▶ _What the task asks_
Report how many lines in the records below contain the string "surface", matching case exactly. Give only the number.

▶ _Stored records_
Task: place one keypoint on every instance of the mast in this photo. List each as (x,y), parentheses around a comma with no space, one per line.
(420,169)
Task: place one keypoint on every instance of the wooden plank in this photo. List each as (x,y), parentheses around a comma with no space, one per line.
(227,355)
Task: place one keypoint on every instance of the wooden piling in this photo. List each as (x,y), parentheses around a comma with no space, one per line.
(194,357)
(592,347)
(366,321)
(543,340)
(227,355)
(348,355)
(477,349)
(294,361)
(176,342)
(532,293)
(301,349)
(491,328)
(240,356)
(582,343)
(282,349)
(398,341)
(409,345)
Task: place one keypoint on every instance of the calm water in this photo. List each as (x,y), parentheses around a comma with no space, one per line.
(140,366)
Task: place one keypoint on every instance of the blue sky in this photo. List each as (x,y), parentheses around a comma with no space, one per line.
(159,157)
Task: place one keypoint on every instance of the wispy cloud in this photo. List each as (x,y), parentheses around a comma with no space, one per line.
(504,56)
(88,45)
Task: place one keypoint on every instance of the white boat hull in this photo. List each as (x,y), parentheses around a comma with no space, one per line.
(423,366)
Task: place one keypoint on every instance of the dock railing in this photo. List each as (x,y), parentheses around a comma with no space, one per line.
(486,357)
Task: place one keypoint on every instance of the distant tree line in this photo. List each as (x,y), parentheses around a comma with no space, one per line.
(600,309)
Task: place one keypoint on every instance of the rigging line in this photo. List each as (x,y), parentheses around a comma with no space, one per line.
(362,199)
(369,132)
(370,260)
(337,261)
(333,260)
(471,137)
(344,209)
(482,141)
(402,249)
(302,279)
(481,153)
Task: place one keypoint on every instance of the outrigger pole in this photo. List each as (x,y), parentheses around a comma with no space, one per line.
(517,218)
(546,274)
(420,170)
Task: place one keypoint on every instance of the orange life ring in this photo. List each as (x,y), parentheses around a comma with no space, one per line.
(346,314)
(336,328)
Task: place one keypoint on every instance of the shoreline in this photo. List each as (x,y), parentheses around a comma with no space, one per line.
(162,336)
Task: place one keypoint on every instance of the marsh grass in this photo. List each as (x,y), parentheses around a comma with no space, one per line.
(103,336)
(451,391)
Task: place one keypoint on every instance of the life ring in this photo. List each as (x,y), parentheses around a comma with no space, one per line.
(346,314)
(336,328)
* * *
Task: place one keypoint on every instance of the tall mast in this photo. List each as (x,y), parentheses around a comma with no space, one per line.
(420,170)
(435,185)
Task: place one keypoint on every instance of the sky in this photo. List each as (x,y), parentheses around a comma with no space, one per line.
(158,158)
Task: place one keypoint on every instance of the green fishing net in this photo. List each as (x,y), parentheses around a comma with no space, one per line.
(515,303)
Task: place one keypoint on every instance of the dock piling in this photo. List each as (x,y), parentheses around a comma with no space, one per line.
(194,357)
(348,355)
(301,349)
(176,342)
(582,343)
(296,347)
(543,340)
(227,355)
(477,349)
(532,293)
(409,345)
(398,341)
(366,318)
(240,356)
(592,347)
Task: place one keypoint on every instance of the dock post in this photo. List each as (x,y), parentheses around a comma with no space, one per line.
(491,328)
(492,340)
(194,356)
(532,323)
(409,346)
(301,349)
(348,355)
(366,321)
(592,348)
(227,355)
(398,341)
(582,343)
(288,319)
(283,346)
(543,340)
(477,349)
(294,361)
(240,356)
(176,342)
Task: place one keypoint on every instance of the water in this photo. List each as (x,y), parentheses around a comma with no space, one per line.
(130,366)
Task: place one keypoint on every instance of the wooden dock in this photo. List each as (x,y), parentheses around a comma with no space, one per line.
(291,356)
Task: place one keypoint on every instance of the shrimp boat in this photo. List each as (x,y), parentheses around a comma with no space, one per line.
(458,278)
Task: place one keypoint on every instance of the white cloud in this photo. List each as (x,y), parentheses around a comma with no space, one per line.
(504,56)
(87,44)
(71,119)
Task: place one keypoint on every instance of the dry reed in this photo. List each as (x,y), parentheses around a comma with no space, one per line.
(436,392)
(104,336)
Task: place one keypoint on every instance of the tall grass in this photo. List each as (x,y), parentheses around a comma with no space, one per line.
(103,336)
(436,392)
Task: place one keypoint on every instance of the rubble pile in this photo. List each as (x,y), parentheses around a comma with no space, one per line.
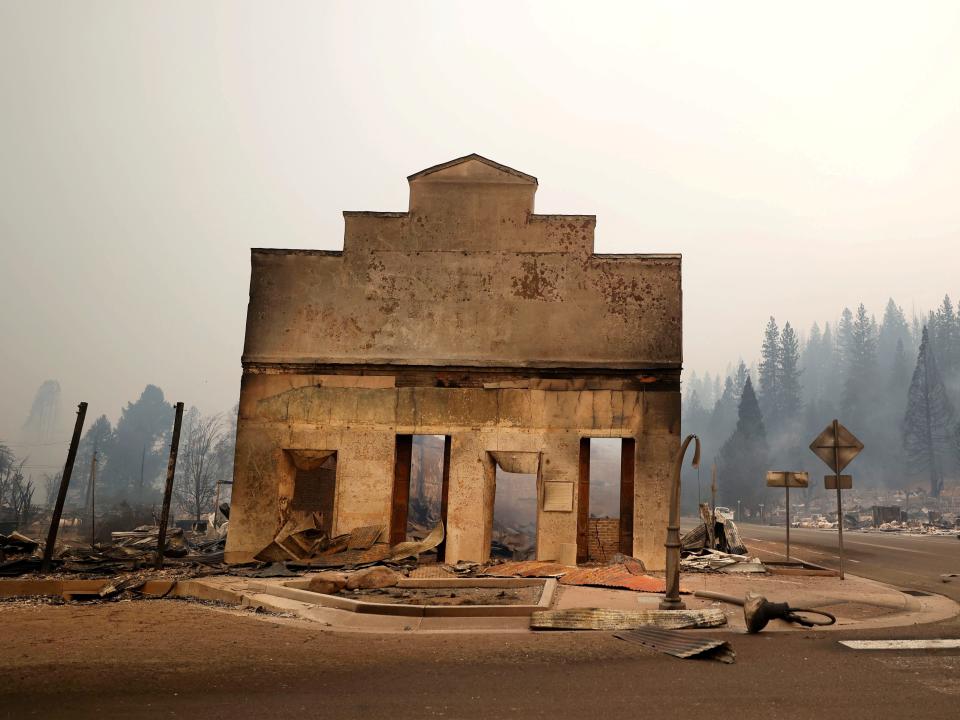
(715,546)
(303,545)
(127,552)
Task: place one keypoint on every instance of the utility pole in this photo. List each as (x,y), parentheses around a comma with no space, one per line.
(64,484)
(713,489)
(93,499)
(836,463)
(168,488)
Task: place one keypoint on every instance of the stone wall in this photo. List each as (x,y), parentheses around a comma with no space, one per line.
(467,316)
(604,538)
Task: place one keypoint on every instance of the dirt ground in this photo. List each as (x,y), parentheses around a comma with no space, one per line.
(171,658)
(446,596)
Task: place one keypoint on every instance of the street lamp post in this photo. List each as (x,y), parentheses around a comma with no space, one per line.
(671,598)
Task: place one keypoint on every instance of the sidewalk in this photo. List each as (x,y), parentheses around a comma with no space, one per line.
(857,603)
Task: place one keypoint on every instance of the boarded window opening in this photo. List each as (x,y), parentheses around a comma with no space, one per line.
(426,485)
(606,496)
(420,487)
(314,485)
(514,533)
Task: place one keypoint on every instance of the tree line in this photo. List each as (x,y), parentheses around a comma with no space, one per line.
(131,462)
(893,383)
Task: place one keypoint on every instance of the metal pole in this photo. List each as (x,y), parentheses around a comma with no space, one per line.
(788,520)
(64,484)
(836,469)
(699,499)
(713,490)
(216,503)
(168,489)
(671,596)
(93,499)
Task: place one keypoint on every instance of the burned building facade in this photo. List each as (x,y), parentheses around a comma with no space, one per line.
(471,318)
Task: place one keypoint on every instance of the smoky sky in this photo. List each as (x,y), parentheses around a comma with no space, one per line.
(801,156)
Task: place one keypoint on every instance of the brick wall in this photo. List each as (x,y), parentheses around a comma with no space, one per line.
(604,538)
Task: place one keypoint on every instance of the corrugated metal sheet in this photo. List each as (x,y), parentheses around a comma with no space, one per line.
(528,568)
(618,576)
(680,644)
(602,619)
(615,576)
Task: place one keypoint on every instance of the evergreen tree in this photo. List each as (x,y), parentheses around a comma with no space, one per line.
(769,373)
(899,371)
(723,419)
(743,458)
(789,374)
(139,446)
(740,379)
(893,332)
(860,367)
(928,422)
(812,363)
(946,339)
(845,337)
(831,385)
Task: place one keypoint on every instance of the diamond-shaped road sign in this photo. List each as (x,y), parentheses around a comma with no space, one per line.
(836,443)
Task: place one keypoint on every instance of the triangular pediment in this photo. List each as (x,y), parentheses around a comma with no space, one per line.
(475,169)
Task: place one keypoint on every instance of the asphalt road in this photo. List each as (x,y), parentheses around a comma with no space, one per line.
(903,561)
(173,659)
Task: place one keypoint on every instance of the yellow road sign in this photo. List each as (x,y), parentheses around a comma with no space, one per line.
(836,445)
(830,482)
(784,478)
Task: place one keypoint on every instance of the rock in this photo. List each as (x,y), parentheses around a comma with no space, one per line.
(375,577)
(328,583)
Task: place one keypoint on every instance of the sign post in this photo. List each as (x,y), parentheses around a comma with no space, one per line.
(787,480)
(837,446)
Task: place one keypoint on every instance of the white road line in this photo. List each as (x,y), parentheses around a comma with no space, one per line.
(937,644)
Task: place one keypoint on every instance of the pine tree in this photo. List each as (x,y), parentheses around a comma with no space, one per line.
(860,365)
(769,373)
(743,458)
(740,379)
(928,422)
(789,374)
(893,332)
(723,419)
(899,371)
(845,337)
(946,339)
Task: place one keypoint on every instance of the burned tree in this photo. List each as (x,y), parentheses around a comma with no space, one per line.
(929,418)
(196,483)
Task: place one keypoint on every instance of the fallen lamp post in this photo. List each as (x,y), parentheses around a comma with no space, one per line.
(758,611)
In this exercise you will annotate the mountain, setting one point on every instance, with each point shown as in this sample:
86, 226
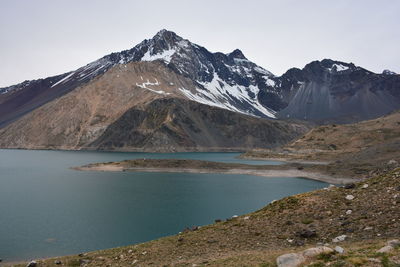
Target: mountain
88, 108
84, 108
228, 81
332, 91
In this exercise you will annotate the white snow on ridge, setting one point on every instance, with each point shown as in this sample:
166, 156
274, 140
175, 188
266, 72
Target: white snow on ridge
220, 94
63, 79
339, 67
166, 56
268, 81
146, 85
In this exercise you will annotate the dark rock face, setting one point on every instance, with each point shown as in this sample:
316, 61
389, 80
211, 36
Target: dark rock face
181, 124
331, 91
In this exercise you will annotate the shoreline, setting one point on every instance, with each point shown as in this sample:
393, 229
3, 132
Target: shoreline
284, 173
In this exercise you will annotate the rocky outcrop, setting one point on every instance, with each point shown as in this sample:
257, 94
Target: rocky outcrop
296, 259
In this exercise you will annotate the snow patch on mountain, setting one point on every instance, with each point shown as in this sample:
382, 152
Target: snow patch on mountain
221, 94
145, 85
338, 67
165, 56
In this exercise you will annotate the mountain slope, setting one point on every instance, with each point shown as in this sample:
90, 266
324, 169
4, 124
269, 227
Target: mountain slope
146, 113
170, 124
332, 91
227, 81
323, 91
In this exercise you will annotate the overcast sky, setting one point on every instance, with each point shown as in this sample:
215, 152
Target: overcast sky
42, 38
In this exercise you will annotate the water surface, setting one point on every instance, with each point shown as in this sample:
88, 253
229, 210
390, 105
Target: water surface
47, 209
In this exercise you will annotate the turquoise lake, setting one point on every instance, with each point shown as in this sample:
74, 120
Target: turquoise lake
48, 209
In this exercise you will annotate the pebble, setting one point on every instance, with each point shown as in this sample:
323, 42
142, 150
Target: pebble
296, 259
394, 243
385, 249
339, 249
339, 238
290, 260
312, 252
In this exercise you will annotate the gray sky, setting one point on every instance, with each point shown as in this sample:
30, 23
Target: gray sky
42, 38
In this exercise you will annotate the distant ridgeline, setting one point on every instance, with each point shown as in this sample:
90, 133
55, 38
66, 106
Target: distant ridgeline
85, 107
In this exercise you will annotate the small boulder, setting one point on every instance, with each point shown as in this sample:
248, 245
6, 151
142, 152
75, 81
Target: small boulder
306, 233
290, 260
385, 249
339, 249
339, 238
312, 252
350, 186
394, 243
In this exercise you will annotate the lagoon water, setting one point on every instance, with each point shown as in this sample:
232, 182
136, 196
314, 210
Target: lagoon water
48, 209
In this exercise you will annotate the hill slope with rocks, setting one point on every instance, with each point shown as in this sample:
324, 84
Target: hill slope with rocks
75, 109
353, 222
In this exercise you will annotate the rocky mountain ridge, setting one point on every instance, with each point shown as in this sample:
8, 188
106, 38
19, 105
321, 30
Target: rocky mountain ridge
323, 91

▶ _The reply_
2